### EXERCISE DESCRIPTION
All of the data should be restated exactly as it stands.

── RECORDS FOR THIS EXERCISE

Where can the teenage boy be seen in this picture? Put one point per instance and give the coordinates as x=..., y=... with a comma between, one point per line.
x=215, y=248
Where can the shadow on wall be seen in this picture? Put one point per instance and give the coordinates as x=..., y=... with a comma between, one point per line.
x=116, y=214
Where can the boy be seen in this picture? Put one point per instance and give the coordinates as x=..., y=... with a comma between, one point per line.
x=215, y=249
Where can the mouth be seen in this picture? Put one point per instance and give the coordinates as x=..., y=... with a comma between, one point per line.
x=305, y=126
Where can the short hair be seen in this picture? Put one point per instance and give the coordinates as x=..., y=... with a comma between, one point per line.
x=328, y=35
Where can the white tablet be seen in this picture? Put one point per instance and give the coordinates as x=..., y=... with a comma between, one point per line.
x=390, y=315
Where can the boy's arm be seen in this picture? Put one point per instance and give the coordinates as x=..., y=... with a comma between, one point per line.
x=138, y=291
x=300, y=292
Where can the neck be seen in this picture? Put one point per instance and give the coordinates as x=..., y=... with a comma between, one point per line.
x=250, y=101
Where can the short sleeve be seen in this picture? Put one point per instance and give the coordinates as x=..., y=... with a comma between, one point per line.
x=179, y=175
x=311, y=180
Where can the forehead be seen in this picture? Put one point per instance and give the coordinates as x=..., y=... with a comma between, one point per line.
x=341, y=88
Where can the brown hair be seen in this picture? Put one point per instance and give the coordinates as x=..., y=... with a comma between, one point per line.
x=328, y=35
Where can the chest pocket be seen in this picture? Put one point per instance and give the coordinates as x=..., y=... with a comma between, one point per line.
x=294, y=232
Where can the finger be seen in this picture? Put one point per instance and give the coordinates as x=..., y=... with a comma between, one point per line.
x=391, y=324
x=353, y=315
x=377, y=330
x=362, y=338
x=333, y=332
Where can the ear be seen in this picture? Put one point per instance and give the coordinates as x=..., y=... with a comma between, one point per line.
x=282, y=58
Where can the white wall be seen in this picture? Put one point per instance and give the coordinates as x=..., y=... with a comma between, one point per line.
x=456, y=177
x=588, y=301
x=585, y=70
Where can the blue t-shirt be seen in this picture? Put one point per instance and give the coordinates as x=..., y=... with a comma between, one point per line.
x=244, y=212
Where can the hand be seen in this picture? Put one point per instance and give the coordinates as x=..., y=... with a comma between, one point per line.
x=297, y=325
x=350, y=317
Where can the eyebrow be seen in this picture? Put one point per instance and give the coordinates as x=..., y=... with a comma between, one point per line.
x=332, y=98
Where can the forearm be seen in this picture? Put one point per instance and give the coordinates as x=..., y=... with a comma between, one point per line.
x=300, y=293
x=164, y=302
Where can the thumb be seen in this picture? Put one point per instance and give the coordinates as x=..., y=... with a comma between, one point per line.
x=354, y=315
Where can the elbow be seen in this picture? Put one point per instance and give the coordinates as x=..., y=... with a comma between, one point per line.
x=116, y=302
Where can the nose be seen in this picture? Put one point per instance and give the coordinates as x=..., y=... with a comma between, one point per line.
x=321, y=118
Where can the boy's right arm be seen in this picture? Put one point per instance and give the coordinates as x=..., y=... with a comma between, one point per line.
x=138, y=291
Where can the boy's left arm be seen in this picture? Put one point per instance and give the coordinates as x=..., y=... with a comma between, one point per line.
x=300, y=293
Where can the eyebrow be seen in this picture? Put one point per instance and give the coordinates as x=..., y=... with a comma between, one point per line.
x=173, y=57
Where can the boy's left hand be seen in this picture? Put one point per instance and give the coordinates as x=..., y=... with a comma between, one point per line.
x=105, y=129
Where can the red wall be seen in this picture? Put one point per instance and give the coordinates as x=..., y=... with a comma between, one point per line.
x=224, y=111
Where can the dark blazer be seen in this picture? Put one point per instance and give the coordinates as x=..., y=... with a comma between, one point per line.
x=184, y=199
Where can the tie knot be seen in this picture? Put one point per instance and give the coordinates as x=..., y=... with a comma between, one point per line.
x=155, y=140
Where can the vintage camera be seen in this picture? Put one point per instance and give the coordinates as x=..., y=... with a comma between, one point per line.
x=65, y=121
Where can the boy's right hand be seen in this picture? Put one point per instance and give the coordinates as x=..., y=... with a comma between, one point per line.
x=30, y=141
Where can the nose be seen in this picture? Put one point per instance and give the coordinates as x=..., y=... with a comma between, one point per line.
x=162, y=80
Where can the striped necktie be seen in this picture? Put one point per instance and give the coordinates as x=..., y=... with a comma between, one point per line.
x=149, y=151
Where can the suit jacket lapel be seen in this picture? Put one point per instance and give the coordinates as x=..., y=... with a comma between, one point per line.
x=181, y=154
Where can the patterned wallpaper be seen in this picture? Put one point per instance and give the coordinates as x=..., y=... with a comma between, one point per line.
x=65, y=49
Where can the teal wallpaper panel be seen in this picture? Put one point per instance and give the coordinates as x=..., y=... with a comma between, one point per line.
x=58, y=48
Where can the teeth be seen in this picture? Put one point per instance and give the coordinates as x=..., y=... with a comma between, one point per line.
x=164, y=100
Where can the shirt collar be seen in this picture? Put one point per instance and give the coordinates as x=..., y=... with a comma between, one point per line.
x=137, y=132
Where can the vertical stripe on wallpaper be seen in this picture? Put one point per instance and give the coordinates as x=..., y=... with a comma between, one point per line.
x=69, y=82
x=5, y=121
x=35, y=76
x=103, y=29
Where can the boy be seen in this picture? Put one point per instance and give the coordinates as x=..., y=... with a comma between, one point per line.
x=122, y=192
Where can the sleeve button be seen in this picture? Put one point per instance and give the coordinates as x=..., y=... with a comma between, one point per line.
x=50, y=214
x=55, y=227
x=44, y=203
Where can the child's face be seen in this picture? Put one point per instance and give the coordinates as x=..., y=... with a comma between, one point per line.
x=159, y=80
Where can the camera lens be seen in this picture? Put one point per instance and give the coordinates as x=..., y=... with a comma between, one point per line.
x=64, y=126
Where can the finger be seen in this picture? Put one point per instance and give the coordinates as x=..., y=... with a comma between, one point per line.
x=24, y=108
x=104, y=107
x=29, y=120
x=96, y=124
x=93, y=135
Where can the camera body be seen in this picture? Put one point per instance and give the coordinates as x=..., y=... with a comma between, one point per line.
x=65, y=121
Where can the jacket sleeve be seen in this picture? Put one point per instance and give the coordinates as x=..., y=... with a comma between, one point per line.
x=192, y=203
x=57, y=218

────

### OUTPUT OF THE EXERCISE
Where can the teenage boy be seen in this picture? Put one point per instance and give the coordinates as x=..., y=... with a comma between, one point per line.
x=215, y=248
Where can the shadow on wall be seen in this picture? Put one point per instance and give the coordinates as x=..., y=... with a comma between, one point per line.
x=116, y=214
Where can the boy be seen in this picture? Put one point per instance and give the coordinates as x=..., y=... with a comma between, one point per line.
x=215, y=249
Where can the mouth be seen in this picture? Put one point per instance and give the coordinates as x=..., y=... with a comma between, one point per line.
x=305, y=126
Where can the short hair be seen in this picture? Put one point per instance and give the coordinates as x=..., y=... with a comma between, one point per line.
x=328, y=35
Where can the white tablet be seen in this picture? Put one point per instance and give the coordinates as x=..., y=... with a comma between, one point per line.
x=390, y=315
Where can the boy's arm be seen in this picture? Put one point per instance and give the coordinates as x=..., y=... with a comma between, one point per line.
x=138, y=291
x=300, y=292
Where can the neck be seen in this picture? Put one point per instance and give the coordinates as x=..., y=... with a comma between, one point per line.
x=250, y=101
Where can the short sleeve be seen in this picture? Put one point per instance and give the coordinates as x=..., y=... with a comma between, one point per line.
x=179, y=175
x=311, y=180
Where can the forehead be seen in this picture? Put one point per instance and give the coordinates as x=..., y=... with a comma between, one point per line.
x=341, y=88
Where can the brown hair be seen in this picture? Put one point per instance and give the coordinates as x=..., y=... with a comma between, one point per line.
x=328, y=35
Where can the chest pocket be seen in this picture? Put one point per instance and give the coordinates as x=..., y=... with a comma between, one point per line.
x=294, y=232
Where can the finger be seen in this picture? Put one point per instance and give the coordinates as x=..., y=... with a comma between, one point per line.
x=391, y=324
x=353, y=315
x=377, y=330
x=362, y=338
x=333, y=332
Where can the ear be seen in this picture? Put one point per instance and give the coordinates as x=..., y=... with a comma between, one point per line.
x=282, y=58
Where can the white wall be seen in this picture? Put one point per instance and give the coordinates as x=..., y=... with a comma between, one point per line.
x=456, y=177
x=588, y=301
x=585, y=70
Where can the blue t-shirt be seen in this picture? Put one point per instance and give the coordinates as x=..., y=... with a comma between, one point per line.
x=244, y=212
Where can the hand be seen in this picture? Put one point per instance and give the coordinates as x=..., y=... with a comma between, one point per line.
x=297, y=325
x=350, y=317
Where can the eyebrow be seen in this picture? Put one point per instance and give the coordinates as x=..., y=... with a comma between, one point per line.
x=332, y=98
Where can the forearm be seen in this picture? Put one point per instance and give the coordinates as x=..., y=... with a comma between, one point per line.
x=300, y=293
x=164, y=302
Where can the thumb be seen in this picture? Put one point per instance and give the coordinates as x=..., y=... with a comma between, one point per line.
x=354, y=315
Where can the elbow be seen in this picture? Put one point per instance and give the coordinates as x=..., y=... with a comma between, one point per line.
x=116, y=302
Where can the nose be seen in this picture? Put one point per instance and give the coordinates as x=..., y=... with a comma between, one point per line.
x=321, y=118
Where can the boy's right arm be seen in this picture? Put one point per instance and give the coordinates as x=..., y=... with a comma between, one point per line.
x=138, y=291
Where can the boy's left arm be seen in this picture? Put one point per instance and give the coordinates as x=..., y=... with a comma between, one point per line.
x=300, y=293
Where can the eyebrow be seen in this picture? Put one point per instance and give the coordinates as x=..., y=... with a comma between, one point per line.
x=173, y=57
Where can the boy's left hand be seen in this picture? Put one point per instance and give the coordinates as x=..., y=... with a comma between, one point per line.
x=105, y=129
Where can the red wall be seen in this picture? Put one point per instance and give the coordinates as x=..., y=... with a comma between, one point per line.
x=224, y=111
Where can the dark blazer be seen in this picture? Put one point per instance and give the coordinates as x=..., y=... with a comma between, one point per line.
x=184, y=199
Where can the tie knot be seen in this picture? Put one point per instance and give the coordinates as x=..., y=... with a comma between, one point per line.
x=155, y=140
Where can the vintage camera be seen in this picture? Put one point per instance and give the coordinates as x=..., y=... with a comma between, one point per line.
x=65, y=121
Where can the boy's right hand be seen in this picture? Put one point per instance and give the coordinates as x=..., y=... with a comma between, one point per line.
x=30, y=141
Where can the nose be seen in this picture? Put one point per instance and give the coordinates as x=..., y=... with a comma between, one point per line.
x=162, y=80
Where can the striped necktie be seen in this picture? Put one point per instance and give the coordinates as x=..., y=... with a comma between, one point per line.
x=149, y=151
Where can the suit jacket lapel be seen in this picture? Put one point per instance and give the coordinates as x=..., y=... with a comma between, one point per line.
x=181, y=154
Where can the patterned wallpaper be seen in this picture? Put one point per instance and give the coordinates as x=..., y=... with a comma between, one point per line.
x=65, y=49
Where can the teal wallpaper panel be seen in this picture? Put one point per instance and give the coordinates as x=..., y=... with a comma between, one point per line.
x=58, y=48
Where can the teeth be seen in this picture? Put one point per instance and give the coordinates as x=..., y=... with a comma between, one point per line.
x=164, y=100
Where can the shirt collar be seen in this picture? Put one point per instance and give the coordinates as x=..., y=... with a comma between, one point per line.
x=137, y=132
Where can the vertical stripe on wallpaper be seen in this picture? Put one point per instance and give the coordinates as x=..., y=... with a comma between, one point per line.
x=69, y=82
x=5, y=121
x=35, y=76
x=103, y=29
Where can the boy be seen in this picture? Put one point per instance and give the coordinates as x=..., y=... with a comma between, one point per line.
x=122, y=192
Where can the sleeve button be seen in this picture? Put one point per instance and give the coordinates as x=..., y=... with a comma between, one point per line.
x=50, y=214
x=55, y=227
x=44, y=203
Where can the child's face be seen in this picture? Put one point per instance and give the coordinates as x=..., y=... with a comma between, one point per line.
x=159, y=80
Where can the camera lens be seen in this picture? Put one point per instance and give the coordinates as x=..., y=... with a comma between, one point per line.
x=64, y=126
Where can the finger be seen in this picture? Put one point per instance and give the coordinates as x=..., y=... with a comma between, one point per line.
x=24, y=108
x=104, y=107
x=29, y=120
x=96, y=124
x=93, y=135
Where can the camera body be seen in this picture? Put one point per instance and give the coordinates as x=..., y=... with a comma between, one point per line.
x=65, y=121
Where can the jacket sleeve be seen in this picture? Put one point per instance and give the coordinates as x=..., y=... with a comma between, one point per line.
x=192, y=203
x=57, y=218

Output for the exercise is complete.